● **Source passage**:
****

= U.S. Department of Defense Strategy for Operating in Cyberspace =

United States military assessment document

The 2011 U.S. Department of Defense Strategy for Operating in Cyberspace is a formal assessment of the challenges and opportunities inherent in increasing reliance on cyberspace for military, intelligence, and business operations. Although the complete document is classified and 40 pages long, this 19 page summary was released in July 2011 and explores the strategic context of cyberspace before describing five “strategic initiatives” to set a strategic approach for DoDʼs cyber mission.

== Strategic Context ==
The strategy for operating in cyberspace first outlines DoD strengths, including rapid communication and information sharing capabilities as well as knowledge in the global information and communications technology sector, including cybersecurity expertise. These are considered “strategic advantages in cyberspace.” Additional emphasis is placed on furthering U.S. international cyberspace cooperation through international engagement, collective self-defense, and the establishment of international cyberspace norms.

****

● **Goal a**:
Identify every line of the listing below that contains the word "woman", and copy each one. Case counts.

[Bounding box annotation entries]
****

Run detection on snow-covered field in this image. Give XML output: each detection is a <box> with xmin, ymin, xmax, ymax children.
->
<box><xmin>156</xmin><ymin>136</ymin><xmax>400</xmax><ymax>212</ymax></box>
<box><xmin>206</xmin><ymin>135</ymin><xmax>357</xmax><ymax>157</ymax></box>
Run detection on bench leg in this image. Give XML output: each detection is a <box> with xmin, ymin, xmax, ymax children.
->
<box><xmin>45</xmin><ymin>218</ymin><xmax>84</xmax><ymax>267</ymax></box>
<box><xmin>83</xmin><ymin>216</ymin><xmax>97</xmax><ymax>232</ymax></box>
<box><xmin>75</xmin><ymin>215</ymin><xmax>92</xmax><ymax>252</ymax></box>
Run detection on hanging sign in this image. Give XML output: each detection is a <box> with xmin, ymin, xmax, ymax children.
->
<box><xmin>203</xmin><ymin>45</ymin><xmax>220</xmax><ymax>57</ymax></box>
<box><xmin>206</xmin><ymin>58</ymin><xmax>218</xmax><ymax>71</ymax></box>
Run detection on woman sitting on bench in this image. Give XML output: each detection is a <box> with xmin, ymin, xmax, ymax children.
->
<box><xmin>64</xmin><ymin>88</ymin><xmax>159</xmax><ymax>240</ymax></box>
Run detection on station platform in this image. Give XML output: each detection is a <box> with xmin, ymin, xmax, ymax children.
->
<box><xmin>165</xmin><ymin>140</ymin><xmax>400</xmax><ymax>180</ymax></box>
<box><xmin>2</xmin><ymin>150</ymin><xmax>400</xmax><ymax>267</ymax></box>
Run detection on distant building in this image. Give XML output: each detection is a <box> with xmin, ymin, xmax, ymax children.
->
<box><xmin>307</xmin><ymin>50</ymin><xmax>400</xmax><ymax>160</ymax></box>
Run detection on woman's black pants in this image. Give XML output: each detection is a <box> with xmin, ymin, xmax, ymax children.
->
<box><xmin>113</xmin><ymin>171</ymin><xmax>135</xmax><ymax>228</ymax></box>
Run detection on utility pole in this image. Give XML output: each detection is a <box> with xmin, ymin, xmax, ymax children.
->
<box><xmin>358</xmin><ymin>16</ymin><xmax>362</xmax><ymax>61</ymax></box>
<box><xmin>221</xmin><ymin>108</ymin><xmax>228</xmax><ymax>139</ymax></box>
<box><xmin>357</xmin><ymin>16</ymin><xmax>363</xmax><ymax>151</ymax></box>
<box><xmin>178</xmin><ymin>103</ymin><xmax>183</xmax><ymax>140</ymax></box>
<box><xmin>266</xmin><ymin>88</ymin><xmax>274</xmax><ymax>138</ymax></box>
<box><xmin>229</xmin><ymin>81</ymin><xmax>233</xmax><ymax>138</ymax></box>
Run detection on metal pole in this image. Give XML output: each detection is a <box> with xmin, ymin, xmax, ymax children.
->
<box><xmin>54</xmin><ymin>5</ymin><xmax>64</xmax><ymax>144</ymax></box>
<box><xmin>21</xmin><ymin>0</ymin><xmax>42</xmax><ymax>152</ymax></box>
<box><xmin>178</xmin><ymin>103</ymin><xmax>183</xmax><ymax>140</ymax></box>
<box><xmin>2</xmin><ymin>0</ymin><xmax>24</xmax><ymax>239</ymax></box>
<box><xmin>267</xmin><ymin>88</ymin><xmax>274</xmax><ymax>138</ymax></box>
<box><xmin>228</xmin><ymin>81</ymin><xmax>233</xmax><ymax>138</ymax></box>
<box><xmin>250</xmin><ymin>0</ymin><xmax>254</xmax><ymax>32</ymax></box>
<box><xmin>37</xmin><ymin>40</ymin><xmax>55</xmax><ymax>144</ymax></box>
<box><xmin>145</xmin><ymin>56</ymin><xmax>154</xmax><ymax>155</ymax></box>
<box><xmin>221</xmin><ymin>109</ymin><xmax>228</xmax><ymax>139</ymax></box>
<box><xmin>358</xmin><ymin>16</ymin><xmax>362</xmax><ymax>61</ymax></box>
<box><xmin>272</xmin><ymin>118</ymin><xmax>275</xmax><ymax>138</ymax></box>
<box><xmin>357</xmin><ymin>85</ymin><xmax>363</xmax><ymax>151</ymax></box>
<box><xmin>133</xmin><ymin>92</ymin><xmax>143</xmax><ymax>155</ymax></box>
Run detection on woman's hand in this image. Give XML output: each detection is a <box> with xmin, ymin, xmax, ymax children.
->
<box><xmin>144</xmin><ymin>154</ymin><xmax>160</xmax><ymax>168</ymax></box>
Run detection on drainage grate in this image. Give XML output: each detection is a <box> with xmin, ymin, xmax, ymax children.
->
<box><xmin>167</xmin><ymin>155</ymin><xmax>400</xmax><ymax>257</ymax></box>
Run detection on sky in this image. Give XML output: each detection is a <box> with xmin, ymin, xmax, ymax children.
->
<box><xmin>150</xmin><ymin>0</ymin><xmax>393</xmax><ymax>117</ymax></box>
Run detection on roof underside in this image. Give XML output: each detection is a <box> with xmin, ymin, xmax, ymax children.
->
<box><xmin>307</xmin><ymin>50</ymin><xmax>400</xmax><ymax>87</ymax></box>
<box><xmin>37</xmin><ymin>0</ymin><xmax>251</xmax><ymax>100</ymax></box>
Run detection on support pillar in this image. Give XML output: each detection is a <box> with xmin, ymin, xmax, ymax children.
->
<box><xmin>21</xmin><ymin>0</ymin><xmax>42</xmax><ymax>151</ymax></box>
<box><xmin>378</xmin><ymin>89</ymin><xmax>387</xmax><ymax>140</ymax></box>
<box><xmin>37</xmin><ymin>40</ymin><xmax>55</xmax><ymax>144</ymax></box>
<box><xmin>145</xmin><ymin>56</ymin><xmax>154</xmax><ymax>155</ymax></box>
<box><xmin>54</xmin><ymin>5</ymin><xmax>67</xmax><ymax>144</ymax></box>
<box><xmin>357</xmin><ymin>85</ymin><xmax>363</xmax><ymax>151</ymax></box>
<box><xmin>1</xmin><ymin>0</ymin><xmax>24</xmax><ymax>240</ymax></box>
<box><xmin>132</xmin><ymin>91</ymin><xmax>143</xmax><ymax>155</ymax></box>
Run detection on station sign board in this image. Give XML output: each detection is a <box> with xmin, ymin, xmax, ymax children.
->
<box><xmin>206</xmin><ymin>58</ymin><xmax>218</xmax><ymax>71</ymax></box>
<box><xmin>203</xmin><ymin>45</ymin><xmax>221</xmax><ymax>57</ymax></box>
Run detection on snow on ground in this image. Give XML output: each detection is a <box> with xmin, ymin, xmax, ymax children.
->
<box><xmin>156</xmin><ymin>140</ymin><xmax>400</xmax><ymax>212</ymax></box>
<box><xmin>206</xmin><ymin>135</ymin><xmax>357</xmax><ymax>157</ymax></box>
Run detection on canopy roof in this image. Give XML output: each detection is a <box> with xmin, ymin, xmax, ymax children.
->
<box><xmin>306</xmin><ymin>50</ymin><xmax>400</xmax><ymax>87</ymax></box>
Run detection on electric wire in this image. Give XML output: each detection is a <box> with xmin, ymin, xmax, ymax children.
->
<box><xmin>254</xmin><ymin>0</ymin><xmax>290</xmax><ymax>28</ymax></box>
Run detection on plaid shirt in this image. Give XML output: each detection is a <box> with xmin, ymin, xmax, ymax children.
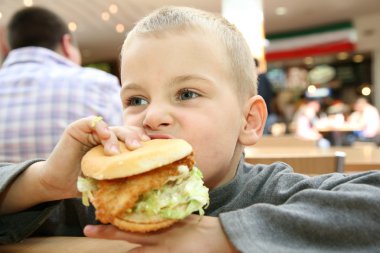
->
<box><xmin>0</xmin><ymin>47</ymin><xmax>122</xmax><ymax>162</ymax></box>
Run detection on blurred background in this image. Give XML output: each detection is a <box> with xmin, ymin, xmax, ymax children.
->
<box><xmin>0</xmin><ymin>0</ymin><xmax>380</xmax><ymax>139</ymax></box>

****

● **Goal b**:
According to the cyberspace strategy passage, what purpose do the five "strategic initiatives" in the released summary serve?

● **Output a**:
Run detection on woman sitting on bench in this image. Give XML output: each detection is a <box> with xmin, ymin, xmax, ymax children.
Run detection on woman's black pants in this image. Give XML output: each detection is a <box> with xmin, ymin, xmax, ymax children.
Run detection on woman's hand in this image. Give XML output: each detection is a <box> with xmin, ymin, xmax, ymax children.

● **Output b**:
The five strategic initiatives are meant to set a strategic approach for DoD's cyber mission. The summary describes them after exploring the strategic context of cyberspace.